◆ **WHAT THE EXERCISE ASKS**: Reproduce word for word the portion of the material that opens with its first line and closes with the line containing "(290, 121), (420, 241)", including both of those lines. Leave the pictures out of your reproduction.

◆ **SUPPLIED RECORDS**:
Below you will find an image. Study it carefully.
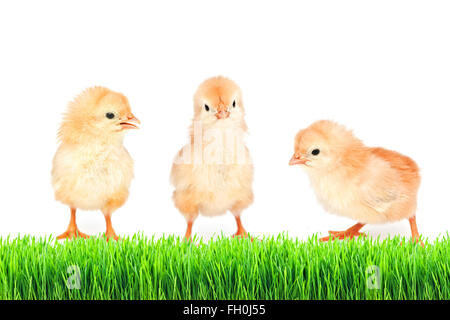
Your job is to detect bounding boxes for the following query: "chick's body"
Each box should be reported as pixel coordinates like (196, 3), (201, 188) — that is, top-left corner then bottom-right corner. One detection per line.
(52, 143), (133, 210)
(290, 121), (420, 241)
(52, 87), (139, 239)
(171, 77), (253, 238)
(308, 148), (420, 223)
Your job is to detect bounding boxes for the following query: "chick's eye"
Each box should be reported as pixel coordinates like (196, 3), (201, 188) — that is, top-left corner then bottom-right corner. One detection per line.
(106, 112), (116, 119)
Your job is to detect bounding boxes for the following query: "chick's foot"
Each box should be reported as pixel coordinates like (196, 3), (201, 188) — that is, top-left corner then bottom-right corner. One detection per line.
(56, 229), (89, 240)
(320, 231), (366, 242)
(320, 223), (366, 242)
(105, 230), (119, 241)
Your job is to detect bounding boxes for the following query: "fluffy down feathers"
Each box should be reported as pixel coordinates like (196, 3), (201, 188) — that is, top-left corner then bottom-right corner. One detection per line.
(291, 121), (420, 223)
(52, 87), (135, 213)
(171, 77), (253, 221)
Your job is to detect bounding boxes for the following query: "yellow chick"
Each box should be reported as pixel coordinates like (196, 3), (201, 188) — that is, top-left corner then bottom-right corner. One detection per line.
(171, 76), (253, 239)
(52, 87), (140, 240)
(289, 120), (420, 241)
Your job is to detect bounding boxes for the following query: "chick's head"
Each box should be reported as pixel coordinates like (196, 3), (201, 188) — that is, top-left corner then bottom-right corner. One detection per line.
(194, 76), (244, 125)
(289, 120), (363, 171)
(59, 87), (140, 141)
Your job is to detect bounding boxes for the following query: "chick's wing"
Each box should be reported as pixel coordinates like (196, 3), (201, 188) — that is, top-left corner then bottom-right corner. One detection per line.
(360, 161), (404, 213)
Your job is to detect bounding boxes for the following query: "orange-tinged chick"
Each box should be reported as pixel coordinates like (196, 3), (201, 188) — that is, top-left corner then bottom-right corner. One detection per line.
(290, 120), (420, 241)
(52, 87), (139, 239)
(171, 76), (253, 239)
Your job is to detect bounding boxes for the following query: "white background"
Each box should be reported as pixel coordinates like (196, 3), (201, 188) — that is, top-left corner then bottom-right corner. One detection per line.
(0, 0), (450, 238)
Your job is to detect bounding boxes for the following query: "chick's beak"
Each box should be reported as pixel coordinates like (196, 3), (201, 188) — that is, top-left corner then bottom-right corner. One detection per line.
(120, 113), (141, 130)
(289, 154), (308, 166)
(216, 110), (230, 119)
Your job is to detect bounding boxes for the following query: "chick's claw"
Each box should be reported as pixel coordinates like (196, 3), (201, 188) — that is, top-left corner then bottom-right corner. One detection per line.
(320, 230), (367, 242)
(56, 229), (89, 240)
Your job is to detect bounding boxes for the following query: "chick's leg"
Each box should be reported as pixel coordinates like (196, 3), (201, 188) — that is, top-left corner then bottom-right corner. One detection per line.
(234, 216), (248, 238)
(56, 208), (89, 240)
(104, 212), (119, 240)
(408, 216), (424, 247)
(320, 222), (365, 242)
(184, 221), (194, 240)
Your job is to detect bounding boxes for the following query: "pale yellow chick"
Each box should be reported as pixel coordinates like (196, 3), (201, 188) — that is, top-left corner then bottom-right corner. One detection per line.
(52, 87), (139, 239)
(171, 76), (253, 239)
(290, 120), (420, 241)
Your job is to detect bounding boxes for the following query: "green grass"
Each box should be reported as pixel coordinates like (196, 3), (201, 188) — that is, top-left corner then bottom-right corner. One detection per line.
(0, 235), (450, 299)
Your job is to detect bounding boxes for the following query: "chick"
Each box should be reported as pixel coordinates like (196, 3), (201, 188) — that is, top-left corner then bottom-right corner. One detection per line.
(289, 120), (420, 241)
(171, 76), (253, 239)
(52, 87), (140, 240)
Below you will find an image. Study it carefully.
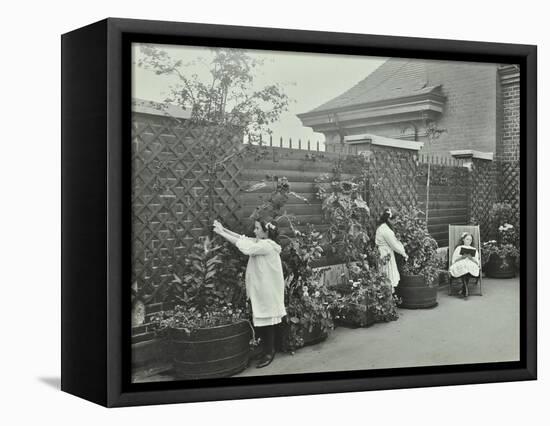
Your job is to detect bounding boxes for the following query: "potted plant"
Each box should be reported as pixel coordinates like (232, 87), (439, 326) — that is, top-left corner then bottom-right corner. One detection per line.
(334, 255), (399, 327)
(394, 207), (439, 309)
(316, 165), (398, 327)
(154, 237), (253, 379)
(481, 203), (520, 278)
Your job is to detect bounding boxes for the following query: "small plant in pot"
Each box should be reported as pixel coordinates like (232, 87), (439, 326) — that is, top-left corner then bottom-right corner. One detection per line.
(335, 255), (399, 327)
(151, 238), (253, 379)
(481, 203), (520, 278)
(280, 224), (336, 351)
(394, 207), (439, 309)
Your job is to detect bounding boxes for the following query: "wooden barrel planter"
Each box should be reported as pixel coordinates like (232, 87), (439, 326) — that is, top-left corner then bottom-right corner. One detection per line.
(484, 255), (516, 278)
(396, 275), (437, 309)
(171, 321), (252, 379)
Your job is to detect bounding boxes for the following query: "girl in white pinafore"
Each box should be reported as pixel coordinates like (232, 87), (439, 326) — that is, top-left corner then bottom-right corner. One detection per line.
(214, 221), (286, 368)
(449, 232), (479, 300)
(374, 209), (409, 289)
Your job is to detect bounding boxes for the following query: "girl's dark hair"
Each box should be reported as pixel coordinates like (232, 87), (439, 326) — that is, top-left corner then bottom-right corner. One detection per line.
(378, 207), (393, 231)
(258, 220), (279, 244)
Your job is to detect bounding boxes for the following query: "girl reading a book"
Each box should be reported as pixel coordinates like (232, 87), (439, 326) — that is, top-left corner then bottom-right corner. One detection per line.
(213, 220), (286, 368)
(449, 232), (479, 300)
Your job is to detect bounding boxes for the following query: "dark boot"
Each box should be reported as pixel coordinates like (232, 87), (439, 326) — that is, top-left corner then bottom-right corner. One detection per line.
(256, 325), (275, 368)
(458, 276), (466, 296)
(251, 327), (265, 359)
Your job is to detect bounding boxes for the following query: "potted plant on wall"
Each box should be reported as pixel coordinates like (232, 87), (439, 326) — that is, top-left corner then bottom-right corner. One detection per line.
(394, 207), (439, 309)
(481, 203), (520, 278)
(154, 237), (253, 379)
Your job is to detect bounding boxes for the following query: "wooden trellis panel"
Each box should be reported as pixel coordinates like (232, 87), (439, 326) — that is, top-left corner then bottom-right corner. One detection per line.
(499, 161), (520, 229)
(132, 114), (242, 298)
(367, 150), (418, 235)
(470, 159), (498, 241)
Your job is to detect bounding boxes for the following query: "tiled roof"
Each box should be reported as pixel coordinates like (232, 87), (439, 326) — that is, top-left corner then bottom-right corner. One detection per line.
(310, 58), (435, 112)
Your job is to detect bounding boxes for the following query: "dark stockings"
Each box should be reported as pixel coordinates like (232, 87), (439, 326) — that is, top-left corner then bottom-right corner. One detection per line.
(256, 325), (276, 368)
(460, 274), (471, 299)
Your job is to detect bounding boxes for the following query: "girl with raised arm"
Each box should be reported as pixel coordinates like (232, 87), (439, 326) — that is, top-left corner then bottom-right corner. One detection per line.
(214, 220), (286, 368)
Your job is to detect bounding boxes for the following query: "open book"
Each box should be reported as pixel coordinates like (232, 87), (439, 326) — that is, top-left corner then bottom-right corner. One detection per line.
(460, 247), (476, 256)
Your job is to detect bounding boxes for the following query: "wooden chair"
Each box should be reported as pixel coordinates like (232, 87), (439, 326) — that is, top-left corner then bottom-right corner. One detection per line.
(449, 225), (482, 296)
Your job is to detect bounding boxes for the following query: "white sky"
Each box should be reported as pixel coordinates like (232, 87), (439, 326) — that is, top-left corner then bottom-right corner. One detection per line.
(132, 43), (387, 147)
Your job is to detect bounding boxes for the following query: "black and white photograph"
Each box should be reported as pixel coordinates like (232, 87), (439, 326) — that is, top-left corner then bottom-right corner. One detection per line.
(132, 42), (523, 383)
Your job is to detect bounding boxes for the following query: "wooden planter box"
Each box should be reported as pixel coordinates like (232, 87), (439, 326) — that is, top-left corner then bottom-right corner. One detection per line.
(396, 275), (438, 309)
(169, 321), (252, 379)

◆ **TASK SOLUTION**:
Below you will find an image. Study it carefully.
Your job is to detect bounding boxes for the following query: "chick's body"
Each box should be reported as pixel coordinates like (196, 3), (201, 188) — that is, top-left corner then bottom-right corner. One detection per line.
(52, 143), (133, 210)
(290, 121), (420, 241)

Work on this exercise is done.